Stated goal: Please locate each line in the listing below that contains the word "green" and copy those lines out in full.

Record set:
####################

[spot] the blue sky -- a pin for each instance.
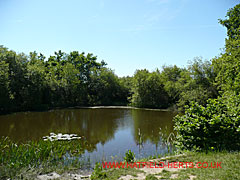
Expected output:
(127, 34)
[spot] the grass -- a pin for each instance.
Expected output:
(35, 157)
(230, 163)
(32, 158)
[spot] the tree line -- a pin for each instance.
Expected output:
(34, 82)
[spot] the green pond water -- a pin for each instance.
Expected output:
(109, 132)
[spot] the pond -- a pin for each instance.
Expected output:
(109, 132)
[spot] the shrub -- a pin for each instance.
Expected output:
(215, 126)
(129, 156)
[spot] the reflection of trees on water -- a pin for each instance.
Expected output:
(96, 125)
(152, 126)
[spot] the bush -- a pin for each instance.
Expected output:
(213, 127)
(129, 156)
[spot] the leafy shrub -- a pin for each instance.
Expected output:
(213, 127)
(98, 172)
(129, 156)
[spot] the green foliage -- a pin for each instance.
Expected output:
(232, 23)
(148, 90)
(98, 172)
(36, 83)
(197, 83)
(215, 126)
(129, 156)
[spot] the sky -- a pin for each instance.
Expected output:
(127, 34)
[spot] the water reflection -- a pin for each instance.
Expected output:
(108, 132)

####################

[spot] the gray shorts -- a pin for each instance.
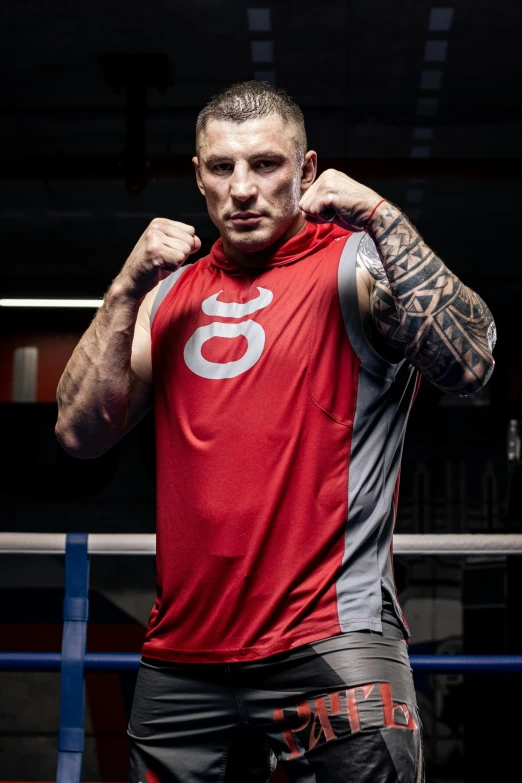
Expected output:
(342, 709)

####################

Solution for this exercise:
[spot] the green pond water -- a pin for each instance.
[spot] the green foliage -- a pin for each instance.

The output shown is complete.